> [Activity]
An identical copy of all the records is what the answer must contain.

> [Input records]
======
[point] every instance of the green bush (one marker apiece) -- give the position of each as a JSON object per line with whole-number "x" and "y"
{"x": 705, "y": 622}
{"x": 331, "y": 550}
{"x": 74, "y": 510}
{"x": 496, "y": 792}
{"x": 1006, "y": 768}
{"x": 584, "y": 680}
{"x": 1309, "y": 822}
======
> [Finished task]
[point] every instance of the green bush (one marker apiece) -- give the position of each as a JSON object per line with whole-number "x" and "y"
{"x": 705, "y": 622}
{"x": 331, "y": 550}
{"x": 74, "y": 510}
{"x": 496, "y": 792}
{"x": 1006, "y": 768}
{"x": 584, "y": 680}
{"x": 1309, "y": 822}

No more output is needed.